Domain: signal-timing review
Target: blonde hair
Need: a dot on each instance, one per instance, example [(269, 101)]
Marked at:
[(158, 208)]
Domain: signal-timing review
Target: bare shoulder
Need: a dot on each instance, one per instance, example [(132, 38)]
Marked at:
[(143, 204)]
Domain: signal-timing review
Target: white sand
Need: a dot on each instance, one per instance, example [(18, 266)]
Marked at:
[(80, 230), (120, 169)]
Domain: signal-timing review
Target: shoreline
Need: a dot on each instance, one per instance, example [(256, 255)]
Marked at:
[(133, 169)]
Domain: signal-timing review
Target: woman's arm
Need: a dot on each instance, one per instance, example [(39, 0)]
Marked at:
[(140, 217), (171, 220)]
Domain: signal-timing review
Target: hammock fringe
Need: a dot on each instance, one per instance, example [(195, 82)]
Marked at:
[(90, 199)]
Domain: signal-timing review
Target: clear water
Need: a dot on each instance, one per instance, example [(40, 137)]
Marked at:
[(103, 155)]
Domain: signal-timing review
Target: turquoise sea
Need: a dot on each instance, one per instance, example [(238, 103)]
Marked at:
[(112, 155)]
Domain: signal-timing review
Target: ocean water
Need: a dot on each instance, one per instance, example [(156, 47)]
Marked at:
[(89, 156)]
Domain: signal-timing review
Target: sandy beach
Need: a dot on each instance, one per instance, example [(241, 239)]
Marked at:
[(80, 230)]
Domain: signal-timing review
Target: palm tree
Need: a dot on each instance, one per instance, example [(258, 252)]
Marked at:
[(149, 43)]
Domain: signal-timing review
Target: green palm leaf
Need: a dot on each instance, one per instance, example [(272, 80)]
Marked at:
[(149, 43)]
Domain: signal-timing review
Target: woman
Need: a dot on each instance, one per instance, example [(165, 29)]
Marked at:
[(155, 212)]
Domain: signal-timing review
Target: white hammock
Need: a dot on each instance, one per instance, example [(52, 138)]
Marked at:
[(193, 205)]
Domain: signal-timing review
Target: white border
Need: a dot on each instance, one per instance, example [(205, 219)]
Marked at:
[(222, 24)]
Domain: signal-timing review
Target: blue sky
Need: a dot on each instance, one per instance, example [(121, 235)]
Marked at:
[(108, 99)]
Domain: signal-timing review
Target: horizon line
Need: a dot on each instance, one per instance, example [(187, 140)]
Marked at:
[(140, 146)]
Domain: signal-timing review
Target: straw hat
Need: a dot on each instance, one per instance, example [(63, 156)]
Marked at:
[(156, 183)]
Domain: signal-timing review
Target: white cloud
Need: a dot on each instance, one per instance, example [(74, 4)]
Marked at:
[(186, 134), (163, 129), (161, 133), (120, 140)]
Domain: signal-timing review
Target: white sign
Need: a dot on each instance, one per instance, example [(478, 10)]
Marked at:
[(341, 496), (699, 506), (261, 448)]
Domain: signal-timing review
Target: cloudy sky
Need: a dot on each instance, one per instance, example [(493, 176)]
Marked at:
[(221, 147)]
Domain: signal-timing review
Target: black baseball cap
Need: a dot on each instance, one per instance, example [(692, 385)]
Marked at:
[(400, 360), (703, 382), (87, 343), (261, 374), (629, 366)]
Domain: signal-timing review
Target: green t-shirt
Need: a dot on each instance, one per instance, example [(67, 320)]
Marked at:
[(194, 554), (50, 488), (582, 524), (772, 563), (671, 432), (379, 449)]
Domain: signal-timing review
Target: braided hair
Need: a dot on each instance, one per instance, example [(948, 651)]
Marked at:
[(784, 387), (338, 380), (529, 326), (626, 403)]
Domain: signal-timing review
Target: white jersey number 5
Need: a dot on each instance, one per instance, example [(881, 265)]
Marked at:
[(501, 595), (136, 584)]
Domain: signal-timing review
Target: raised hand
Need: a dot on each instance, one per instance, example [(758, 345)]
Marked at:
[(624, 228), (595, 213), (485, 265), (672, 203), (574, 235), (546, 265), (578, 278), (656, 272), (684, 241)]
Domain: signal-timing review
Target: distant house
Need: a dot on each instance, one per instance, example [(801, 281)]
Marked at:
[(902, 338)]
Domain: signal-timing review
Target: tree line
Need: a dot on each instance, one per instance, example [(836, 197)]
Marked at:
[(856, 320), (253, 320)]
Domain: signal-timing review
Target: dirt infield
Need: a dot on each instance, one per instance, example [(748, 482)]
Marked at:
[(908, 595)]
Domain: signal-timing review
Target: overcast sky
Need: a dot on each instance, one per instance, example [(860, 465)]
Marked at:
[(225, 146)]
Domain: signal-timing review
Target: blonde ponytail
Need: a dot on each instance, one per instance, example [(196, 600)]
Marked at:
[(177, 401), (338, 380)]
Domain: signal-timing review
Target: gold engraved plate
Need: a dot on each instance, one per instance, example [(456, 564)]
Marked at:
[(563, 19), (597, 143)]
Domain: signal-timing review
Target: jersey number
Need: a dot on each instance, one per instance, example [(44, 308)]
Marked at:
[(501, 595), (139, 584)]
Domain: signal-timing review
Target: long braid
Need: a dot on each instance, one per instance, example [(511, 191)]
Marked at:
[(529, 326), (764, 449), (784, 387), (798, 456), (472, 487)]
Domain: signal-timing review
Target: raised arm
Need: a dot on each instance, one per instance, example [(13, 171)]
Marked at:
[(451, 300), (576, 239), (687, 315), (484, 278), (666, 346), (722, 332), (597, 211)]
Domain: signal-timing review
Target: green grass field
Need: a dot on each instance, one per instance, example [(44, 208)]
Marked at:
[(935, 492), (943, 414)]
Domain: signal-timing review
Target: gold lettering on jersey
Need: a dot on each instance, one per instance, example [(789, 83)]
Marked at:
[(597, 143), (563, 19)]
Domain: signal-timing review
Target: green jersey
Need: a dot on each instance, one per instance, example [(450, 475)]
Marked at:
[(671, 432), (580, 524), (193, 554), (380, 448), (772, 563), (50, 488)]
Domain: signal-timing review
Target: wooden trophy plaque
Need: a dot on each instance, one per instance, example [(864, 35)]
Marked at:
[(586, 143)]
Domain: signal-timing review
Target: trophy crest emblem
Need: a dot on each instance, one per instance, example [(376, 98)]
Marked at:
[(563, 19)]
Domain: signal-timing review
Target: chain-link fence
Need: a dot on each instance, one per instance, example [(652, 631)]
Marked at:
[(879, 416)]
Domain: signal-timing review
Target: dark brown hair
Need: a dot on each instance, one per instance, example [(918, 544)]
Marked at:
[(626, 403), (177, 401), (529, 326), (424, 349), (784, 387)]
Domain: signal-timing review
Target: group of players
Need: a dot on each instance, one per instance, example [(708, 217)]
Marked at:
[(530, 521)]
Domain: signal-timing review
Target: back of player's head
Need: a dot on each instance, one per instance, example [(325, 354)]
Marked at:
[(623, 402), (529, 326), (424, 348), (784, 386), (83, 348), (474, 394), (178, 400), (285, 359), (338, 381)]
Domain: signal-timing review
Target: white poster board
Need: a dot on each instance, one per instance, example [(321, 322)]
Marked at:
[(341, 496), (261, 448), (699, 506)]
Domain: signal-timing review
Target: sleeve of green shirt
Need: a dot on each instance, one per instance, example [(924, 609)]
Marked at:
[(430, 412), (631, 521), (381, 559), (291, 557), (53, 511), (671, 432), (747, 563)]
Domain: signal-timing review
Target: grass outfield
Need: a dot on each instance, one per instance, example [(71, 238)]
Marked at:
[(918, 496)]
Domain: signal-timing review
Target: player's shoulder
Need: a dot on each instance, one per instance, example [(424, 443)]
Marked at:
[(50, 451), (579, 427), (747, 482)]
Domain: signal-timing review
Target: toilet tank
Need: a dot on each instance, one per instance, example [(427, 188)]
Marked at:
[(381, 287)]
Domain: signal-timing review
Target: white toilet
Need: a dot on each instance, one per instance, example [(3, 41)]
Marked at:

┄┄┄┄┄┄

About this task ->
From the listing above, return the lines starting at the one with "Target: raised arm" and ending at the one with "example [(325, 354)]", both kept, exactly as they appear and nothing more.

Task response ->
Target: raised arm
Need: a dot on each instance, one per instance, example [(13, 171)]
Marked at:
[(451, 300), (576, 239), (687, 315), (484, 278), (666, 346), (722, 332), (597, 211)]
Domain: signal-timing review
Target: green grass field
Need: a dot on each instance, one per instance, example [(44, 208)]
Marked at:
[(935, 492), (943, 414)]
Domain: signal-timing review
Target: gold lettering on jersey
Need: a dot on each instance, one per instance, example [(789, 83)]
Marked at:
[(597, 143), (563, 19)]
Domain: signal-timing review
Target: green jersey
Need: a dot on each instance, one per instance, example [(450, 475)]
Marked at:
[(671, 432), (580, 524), (193, 554), (380, 448), (772, 563), (50, 488)]
Domain: signal-timing review
Target: wooden trophy plaque
Need: a dot on each instance, one per instance, example [(864, 35)]
Marked at:
[(586, 143)]
Domain: signal-timing review
Target: trophy crest emblem
Need: a dot on each instance, one per instance, example [(376, 98)]
Marked at:
[(563, 19)]
Domain: signal-timing review
Target: chain-link fence
Need: a dot on each instance, one per instance, example [(652, 631)]
Marked at:
[(879, 416)]
Domain: signal-timing review
Target: dark brown hair
Need: a dot on each instance, one per instance, example [(918, 544)]
Marked at:
[(626, 403), (177, 401), (529, 326), (424, 349), (784, 387)]
Domain: signal-timing review
Target: group of players
Need: a dot on each instance, one per instance, example [(708, 217)]
Marked at:
[(530, 521)]
Domain: signal-timing review
Target: back of player's head
Need: a dot on each instance, one per instance, example [(325, 354)]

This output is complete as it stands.